-- START EXERCISE MATERIALS --
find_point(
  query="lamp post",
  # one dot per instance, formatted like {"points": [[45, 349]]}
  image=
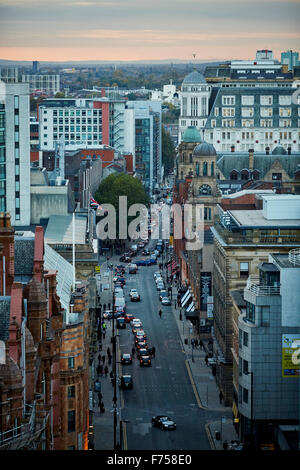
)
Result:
{"points": [[251, 411]]}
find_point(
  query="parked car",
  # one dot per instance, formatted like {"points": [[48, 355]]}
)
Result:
{"points": [[163, 422], [145, 361], [126, 358], [135, 297], [121, 322], [126, 382], [166, 301]]}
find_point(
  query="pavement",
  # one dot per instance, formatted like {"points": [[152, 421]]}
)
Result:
{"points": [[202, 381]]}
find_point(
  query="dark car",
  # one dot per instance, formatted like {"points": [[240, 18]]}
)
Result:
{"points": [[128, 317], [163, 422], [141, 345], [121, 323], [142, 352], [126, 358], [145, 361], [135, 297], [126, 382]]}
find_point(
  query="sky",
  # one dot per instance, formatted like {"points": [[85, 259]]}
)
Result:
{"points": [[127, 30]]}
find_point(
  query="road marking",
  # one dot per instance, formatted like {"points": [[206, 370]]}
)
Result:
{"points": [[193, 384]]}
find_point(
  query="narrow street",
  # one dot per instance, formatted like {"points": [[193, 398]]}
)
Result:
{"points": [[163, 388]]}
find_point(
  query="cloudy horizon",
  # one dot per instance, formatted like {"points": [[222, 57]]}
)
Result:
{"points": [[70, 30]]}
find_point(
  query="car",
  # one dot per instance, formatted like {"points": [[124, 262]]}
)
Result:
{"points": [[128, 317], [166, 301], [162, 293], [132, 291], [121, 323], [107, 314], [135, 297], [142, 352], [145, 361], [126, 382], [126, 358], [136, 328], [141, 345], [163, 422]]}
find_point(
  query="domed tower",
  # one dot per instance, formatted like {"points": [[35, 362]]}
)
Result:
{"points": [[204, 186], [194, 100]]}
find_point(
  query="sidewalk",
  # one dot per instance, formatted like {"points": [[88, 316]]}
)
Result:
{"points": [[205, 383]]}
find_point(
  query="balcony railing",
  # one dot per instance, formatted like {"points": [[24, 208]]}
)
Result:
{"points": [[260, 290]]}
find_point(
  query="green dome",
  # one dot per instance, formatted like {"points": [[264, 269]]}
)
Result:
{"points": [[279, 150], [191, 134]]}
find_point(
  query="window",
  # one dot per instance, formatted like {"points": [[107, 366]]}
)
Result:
{"points": [[266, 100], [245, 395], [285, 99], [244, 269], [250, 312], [71, 362], [71, 421], [71, 391], [247, 100], [247, 112]]}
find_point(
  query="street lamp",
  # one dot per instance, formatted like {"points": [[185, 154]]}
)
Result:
{"points": [[251, 411]]}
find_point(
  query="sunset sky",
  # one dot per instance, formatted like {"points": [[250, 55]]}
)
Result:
{"points": [[69, 30]]}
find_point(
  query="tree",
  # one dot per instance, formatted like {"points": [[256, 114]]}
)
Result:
{"points": [[121, 184], [168, 150]]}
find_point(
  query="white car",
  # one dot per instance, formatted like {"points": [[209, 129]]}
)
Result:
{"points": [[132, 291]]}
-- END EXERCISE MATERIALS --
• **WRITTEN INSTRUCTION**
State how many lines in the items above contain the string "street". Give only the number.

• **THE RESPONSE**
2